[Start of section]
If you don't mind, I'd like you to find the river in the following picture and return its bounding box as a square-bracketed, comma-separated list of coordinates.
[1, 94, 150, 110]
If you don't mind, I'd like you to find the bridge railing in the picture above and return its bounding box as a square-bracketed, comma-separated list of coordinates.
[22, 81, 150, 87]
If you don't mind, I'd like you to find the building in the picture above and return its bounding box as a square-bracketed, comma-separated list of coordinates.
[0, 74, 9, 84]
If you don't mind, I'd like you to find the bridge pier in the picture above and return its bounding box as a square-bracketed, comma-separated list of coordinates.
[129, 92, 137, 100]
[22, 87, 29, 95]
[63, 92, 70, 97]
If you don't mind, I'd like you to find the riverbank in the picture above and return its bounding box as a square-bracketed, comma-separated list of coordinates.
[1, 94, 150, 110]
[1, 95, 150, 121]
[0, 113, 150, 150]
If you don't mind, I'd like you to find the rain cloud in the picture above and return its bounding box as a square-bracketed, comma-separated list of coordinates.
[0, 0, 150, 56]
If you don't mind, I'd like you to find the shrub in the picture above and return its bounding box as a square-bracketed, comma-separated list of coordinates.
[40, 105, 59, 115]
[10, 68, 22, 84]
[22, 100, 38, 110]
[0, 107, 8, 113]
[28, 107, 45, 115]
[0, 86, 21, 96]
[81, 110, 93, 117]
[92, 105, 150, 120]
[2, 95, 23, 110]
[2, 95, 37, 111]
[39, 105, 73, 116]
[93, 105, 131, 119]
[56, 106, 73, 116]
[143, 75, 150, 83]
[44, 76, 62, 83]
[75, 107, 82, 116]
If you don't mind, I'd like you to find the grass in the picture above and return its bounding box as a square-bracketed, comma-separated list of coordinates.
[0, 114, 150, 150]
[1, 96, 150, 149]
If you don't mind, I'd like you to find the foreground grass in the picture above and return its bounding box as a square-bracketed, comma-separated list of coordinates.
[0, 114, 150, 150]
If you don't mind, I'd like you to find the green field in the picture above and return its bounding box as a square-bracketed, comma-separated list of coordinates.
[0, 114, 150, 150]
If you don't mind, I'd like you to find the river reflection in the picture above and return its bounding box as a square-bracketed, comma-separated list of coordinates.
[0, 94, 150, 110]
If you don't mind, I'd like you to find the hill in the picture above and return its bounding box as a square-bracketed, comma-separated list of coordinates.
[End of section]
- [About this task] Your task is to repeat the data exactly, with nothing left out.

- [Answer box]
If you don't mind, I'd like you to find the river in the following picture and return its bounding box as a square-bracketed, comma-separated list of coordinates.
[1, 94, 150, 110]
If you don't mind, I'd like you to find the bridge railing in the picture above and return its bounding box as a square-bracketed, comma-separated list of coordinates.
[22, 81, 150, 87]
If you don't mind, I'd like you to find the building in the picture above and return its bounding box as a square-bracketed, comma-separated list of coordinates.
[0, 74, 9, 84]
If you don't mind, I'd like you to find the bridge pier in the picture above and return its bounding box as a square-bracketed, comma-separated list of coordinates.
[129, 92, 137, 100]
[22, 87, 29, 95]
[63, 92, 70, 97]
If you don't mind, I'd like you to find the riverbank in the picture above and return its bounding box as a square-bracketed, comma-separated list of coordinates.
[1, 94, 150, 110]
[1, 95, 150, 121]
[0, 113, 150, 150]
If you don't mind, I'd like you to find the rain cloud in the picture above and return its bounding box as a square-bracketed, comma-separated list of coordinates.
[0, 0, 150, 56]
If you don't mind, I'd like you to find the shrub in the picture above and return its bounding box as a square-bracketed, comma-separated list of coordinates.
[40, 105, 59, 115]
[10, 68, 22, 84]
[22, 100, 38, 110]
[0, 107, 8, 113]
[28, 107, 45, 115]
[0, 86, 21, 96]
[81, 110, 93, 117]
[92, 105, 150, 120]
[2, 95, 23, 110]
[2, 95, 37, 111]
[39, 105, 73, 116]
[93, 105, 131, 119]
[56, 106, 73, 116]
[143, 75, 150, 83]
[44, 76, 62, 83]
[75, 107, 82, 116]
If you don't mind, I'd like you to find the grass in the picture above and return its bounding box as a square-bracketed, comma-separated list of coordinates.
[0, 114, 150, 150]
[1, 96, 150, 149]
If you don't mind, I'd like you to find the foreground grass in the picture above and return its bounding box as a square-bracketed, comma-separated list of coordinates.
[0, 114, 150, 150]
If you don't mind, I'd like you to find the green field in the picture above and return its bounding box as a square-bracketed, comma-separated list of coordinates.
[0, 114, 150, 150]
If you don't mind, I'd like you to find the river reflection in the picture above and return its bounding box as a square-bracketed, comma-separated list of coordinates.
[0, 94, 150, 110]
If you don't mind, I'd like you to find the hill in the picture above and return its bounding box as a square-bracketed, comma-separated list of coordinates.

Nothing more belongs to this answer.